** BEGIN **
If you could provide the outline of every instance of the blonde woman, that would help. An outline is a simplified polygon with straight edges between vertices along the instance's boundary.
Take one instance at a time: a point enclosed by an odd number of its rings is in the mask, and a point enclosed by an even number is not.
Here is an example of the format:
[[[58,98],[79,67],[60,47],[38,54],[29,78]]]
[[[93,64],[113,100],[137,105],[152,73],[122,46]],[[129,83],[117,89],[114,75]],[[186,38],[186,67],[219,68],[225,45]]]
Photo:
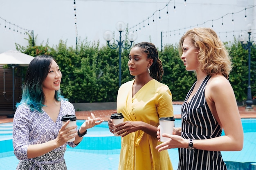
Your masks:
[[[181,128],[175,128],[173,135],[163,135],[170,140],[156,148],[178,148],[179,170],[227,170],[220,151],[240,150],[243,142],[228,80],[231,66],[228,51],[214,31],[203,28],[188,31],[179,48],[186,70],[195,71],[197,80],[182,107]]]

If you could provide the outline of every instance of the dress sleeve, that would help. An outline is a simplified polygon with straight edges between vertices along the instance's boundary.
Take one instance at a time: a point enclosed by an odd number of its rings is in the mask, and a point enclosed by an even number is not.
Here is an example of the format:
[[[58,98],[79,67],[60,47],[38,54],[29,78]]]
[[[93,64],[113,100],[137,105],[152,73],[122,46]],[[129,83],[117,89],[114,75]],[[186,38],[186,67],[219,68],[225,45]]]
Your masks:
[[[19,160],[27,158],[27,148],[29,137],[28,107],[20,106],[18,107],[13,117],[13,144],[14,153]]]
[[[159,117],[173,116],[173,99],[170,89],[164,85],[158,90],[157,108]]]

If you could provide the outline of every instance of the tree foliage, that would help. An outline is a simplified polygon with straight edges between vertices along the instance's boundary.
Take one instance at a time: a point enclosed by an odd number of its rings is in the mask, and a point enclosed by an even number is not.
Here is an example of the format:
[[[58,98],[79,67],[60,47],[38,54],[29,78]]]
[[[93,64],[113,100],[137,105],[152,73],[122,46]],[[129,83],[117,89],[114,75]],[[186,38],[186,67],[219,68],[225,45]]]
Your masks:
[[[62,73],[61,88],[62,94],[72,102],[115,102],[119,88],[119,49],[111,49],[107,44],[100,47],[99,42],[80,42],[76,48],[68,47],[66,42],[60,40],[58,44],[50,47],[48,43],[32,46],[29,35],[29,45],[16,44],[18,50],[31,56],[42,54],[52,56]],[[242,101],[247,97],[248,86],[248,51],[235,40],[228,44],[233,68],[230,82],[236,99]],[[123,49],[121,53],[121,83],[133,78],[130,75],[127,62],[130,49]],[[186,71],[178,56],[177,46],[166,45],[163,52],[159,51],[164,74],[162,82],[167,85],[174,101],[184,100],[187,92],[196,80],[192,71]],[[252,95],[256,96],[256,50],[252,49],[251,84]]]

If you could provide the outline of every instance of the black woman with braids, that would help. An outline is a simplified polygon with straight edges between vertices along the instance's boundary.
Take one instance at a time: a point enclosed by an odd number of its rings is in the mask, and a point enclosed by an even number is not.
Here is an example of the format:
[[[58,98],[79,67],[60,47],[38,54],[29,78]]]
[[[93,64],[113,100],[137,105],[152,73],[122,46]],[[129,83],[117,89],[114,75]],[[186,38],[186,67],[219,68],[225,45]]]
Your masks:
** END **
INSTRUCTION:
Leave out the pictures and output the rest of the material exactly as written.

SOLUTION FOR THIS EXERCISE:
If you could provide the outline of every instance of the blonde woman, that would help. An outline is a simplified polygon with straight edges between vertices along the instance's boundary.
Take one instance at a time: a point enclosed by an odd number of its rings is in the mask, and a point enclosed by an even number is not.
Here is an example of the format:
[[[58,98],[79,67],[60,47],[38,54],[29,78]]]
[[[93,64],[113,100],[137,105],[152,73],[122,46]],[[129,83],[117,89],[114,75]],[[186,38],[186,67],[219,68],[225,45]]]
Photo:
Your masks:
[[[181,128],[175,128],[173,135],[163,135],[170,140],[156,148],[178,148],[179,170],[227,170],[220,151],[240,150],[243,142],[228,80],[231,66],[228,51],[214,31],[203,28],[188,31],[179,48],[186,70],[195,71],[197,80],[182,107]]]

If you could provide the outline of every instance of the dress sleeve, that would help. An outline is a simplified polygon with straight edges between vertices along the instance's boundary.
Take one instance at a time: a point enclosed by an odd number of its rings is in the mask, and a point enclosed by an even number is not.
Here is an example of the format:
[[[58,98],[79,67],[60,47],[38,54],[29,78]]]
[[[93,64],[113,100],[137,105],[152,73],[122,46]],[[129,83],[117,89],[114,75]],[[186,38],[186,67],[219,68],[225,45]]]
Your masks:
[[[19,160],[27,158],[27,148],[29,137],[28,107],[20,106],[18,107],[13,117],[13,144],[14,153]]]
[[[159,117],[173,116],[173,99],[170,89],[164,85],[158,90],[157,108]]]

If you could provide the outline of every instance of the tree foliage, that would help. An outline is a simplified polygon with straight edges between vertices along the instance's boundary.
Take one instance at a time: a point enclosed by an odd number of its rings is in the mask, and a point enclosed by an even number is not.
Here is an example of the format:
[[[58,98],[79,67],[60,47],[38,54],[29,78]]]
[[[93,64],[113,100],[137,105],[152,73],[122,46]],[[129,83],[117,89],[114,75]],[[186,38],[186,67],[219,68],[225,45]]]
Your masks:
[[[62,73],[61,88],[62,94],[72,102],[115,102],[119,88],[119,49],[111,49],[107,44],[100,47],[99,42],[80,42],[76,48],[68,47],[66,42],[60,40],[58,44],[50,47],[48,43],[32,46],[29,35],[29,45],[16,44],[18,50],[31,56],[42,54],[52,56]],[[242,101],[247,97],[248,86],[248,51],[235,40],[228,44],[233,68],[230,82],[236,99]],[[123,49],[121,53],[121,83],[133,78],[130,75],[127,62],[130,49]],[[186,71],[178,56],[177,46],[166,45],[163,52],[159,51],[164,74],[162,82],[167,85],[174,101],[184,100],[187,92],[196,80],[192,71]],[[252,95],[256,96],[256,50],[252,49],[251,84]]]

If you could provide the outline of every instance of the black woman with braids, that would help. An outline is a simplified polygon with straight edges between vertices along the instance's boundary.
Take one instance at a time: a point enclosed by an odd number of its rings is in the mask, and a point enclosed by an even number is not.
Here is an example of the format:
[[[58,98],[79,67],[60,47],[38,54],[29,78]]]
[[[93,64],[113,100],[137,105],[152,73],[122,46]],[[129,83],[117,89],[114,75]],[[186,38],[186,67],[219,68],[225,45]]]
Your masks:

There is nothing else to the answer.